TU OBJETIVO:
¿Puedes retomar el texto sobre la política como servicio público y continuarlo a partir de su última frase?

TEXTO PARA LEER:
═══

En nuestros tiempos, la consideración de la política como servicio público está desprestigiada. Maquiavelo inauguró la modernidad, identificando el ejercicio de la política como el arte de mantenerse en el poder, una técnica ajena a cualquier valoración moral de los objetivos perseguidos por la acción política. Después, algunos grandes pensadores de la Ilustración escindieron al ser humano de la naturaleza. Con ese gesto, dieron un paso más allá del que había dado Maquiavelo: el bien no existe fuera de la voluntad del hombre, es el hombre mismo quien tiene capacidad de decidir lo que es el bien, en función de la razón, que guiará –confiaban– sus intereses y su juicio. El siglo XX llevó hasta el final la premisa moderna: el hombre decidirá por su cuenta lo que es el bien y el mal; nada le impedirá afirmar que su acción puede dar por terminada tan molesta distinción.
El relativismo, templado por la razón, acabó con la razón puesta al servicio del nihilismo absoluto. Sabemos el resultado: los centenares de millones de muertos, la destrucción, el sufrimiento y la abolición, que a punto estuvo de ser definitiva, de la civilización a cargo del totalitarismo.

═══

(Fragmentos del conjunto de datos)
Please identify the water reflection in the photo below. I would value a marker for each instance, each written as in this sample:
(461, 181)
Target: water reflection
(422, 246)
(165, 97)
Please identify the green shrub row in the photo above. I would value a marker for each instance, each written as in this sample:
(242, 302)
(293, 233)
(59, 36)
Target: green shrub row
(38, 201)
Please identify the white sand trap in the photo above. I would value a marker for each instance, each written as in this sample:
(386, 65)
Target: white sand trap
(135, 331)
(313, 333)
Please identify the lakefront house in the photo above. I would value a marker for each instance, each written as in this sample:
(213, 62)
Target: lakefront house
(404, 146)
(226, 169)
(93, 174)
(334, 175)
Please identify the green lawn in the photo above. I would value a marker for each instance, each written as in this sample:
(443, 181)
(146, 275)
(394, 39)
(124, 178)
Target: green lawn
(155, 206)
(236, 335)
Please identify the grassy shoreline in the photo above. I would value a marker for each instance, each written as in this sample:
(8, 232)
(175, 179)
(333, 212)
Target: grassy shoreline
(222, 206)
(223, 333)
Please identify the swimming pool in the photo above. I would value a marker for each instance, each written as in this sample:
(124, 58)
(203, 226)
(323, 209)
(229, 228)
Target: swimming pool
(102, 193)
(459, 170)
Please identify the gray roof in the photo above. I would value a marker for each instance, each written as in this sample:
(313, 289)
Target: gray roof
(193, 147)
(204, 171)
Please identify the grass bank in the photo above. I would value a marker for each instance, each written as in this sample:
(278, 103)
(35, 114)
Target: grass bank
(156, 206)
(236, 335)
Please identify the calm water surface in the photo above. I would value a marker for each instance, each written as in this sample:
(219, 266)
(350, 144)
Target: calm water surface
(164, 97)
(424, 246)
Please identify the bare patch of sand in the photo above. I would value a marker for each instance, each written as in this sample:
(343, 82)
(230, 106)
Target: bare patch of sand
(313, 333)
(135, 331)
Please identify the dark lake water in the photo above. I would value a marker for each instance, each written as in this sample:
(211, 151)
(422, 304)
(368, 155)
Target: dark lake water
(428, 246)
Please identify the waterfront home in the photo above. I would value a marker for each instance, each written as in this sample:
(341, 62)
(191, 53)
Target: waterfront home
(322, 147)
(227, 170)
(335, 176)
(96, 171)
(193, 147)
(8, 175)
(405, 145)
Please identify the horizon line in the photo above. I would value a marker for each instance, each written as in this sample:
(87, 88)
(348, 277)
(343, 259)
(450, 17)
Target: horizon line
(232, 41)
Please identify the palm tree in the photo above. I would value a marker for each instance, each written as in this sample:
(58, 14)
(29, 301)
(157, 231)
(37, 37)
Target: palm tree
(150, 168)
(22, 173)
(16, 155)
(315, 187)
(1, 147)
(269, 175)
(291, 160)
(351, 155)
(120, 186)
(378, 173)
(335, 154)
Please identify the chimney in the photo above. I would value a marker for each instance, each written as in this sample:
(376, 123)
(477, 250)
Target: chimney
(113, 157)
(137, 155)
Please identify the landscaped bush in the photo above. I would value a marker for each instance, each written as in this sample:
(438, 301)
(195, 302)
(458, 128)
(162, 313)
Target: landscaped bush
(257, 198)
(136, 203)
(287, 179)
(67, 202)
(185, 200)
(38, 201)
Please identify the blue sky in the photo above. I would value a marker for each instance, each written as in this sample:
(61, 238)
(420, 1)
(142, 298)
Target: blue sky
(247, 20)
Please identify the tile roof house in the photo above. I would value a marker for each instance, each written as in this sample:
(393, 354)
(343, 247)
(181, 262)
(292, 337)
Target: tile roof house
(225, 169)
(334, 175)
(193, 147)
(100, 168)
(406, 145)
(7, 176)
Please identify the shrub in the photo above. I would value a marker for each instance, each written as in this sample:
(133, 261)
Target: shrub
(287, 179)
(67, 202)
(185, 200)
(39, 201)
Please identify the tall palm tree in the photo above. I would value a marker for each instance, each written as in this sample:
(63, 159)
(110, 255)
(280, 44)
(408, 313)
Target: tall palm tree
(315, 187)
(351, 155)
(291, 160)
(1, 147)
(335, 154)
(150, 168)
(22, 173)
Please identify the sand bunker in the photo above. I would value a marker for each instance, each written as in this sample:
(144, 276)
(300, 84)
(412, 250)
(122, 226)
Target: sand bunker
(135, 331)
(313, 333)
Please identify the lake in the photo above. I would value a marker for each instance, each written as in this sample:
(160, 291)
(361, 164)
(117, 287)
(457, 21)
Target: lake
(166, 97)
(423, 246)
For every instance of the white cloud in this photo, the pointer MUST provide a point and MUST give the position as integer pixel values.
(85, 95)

═══

EJERCICIO RESUELTO:
Todo esto parecerá un poco exagerado, por no decir apocalíptico, a la luz del título de este artículo. Efectivamente, hoy en día la política ha caído muy bajo en nuestra consideración, y otro tanto ha ocurrido con quienes la ejercen. La enorme proyección pública de la que gozan los políticos parece desacreditarlos aún más. Suelen aparecer en los últimos puestos en cuanto a la confianza que suscitan entre la gente.
La profesionalización de la política ha llevado a considerar al político un hombre que antepone sus intereses personales para mantenerse en el poder a cualquier otra idea o proyecto. En el mejor de los casos, los políticos representan intereses de sectores sociales más o menos amplios, articulados en partidos que se parecen a las antiguas facciones, enfrentadas en función de objetivos que todo el mundo juzgaba –con razón– ajenos al interés público.
No hay gesto ni movimiento político que no sea interpretado exclusivamente en función del interés del político o de sus representados. Cuanto más altos sean los fines que invoque el político, más desconfiamos de él. Si habla de sacrificio, de moral o se atreve a invocar a Dios, suscitará el escándalo o la burla.
Llegados a este punto, en el que reina el más puro maquiavelismo, es decir, la consideración exclusiva de los medios sin referencia a ningún bien de índole superior y objetivo, ¿es posible restaurar la dignidad de la política, devolviéndole su naturaleza de acción al servicio del bien público? Creo que sí, aunque, como la degradación ha llegado tan lejos, deberíamos plantearnos objetivos concretos y relativamente sencillos.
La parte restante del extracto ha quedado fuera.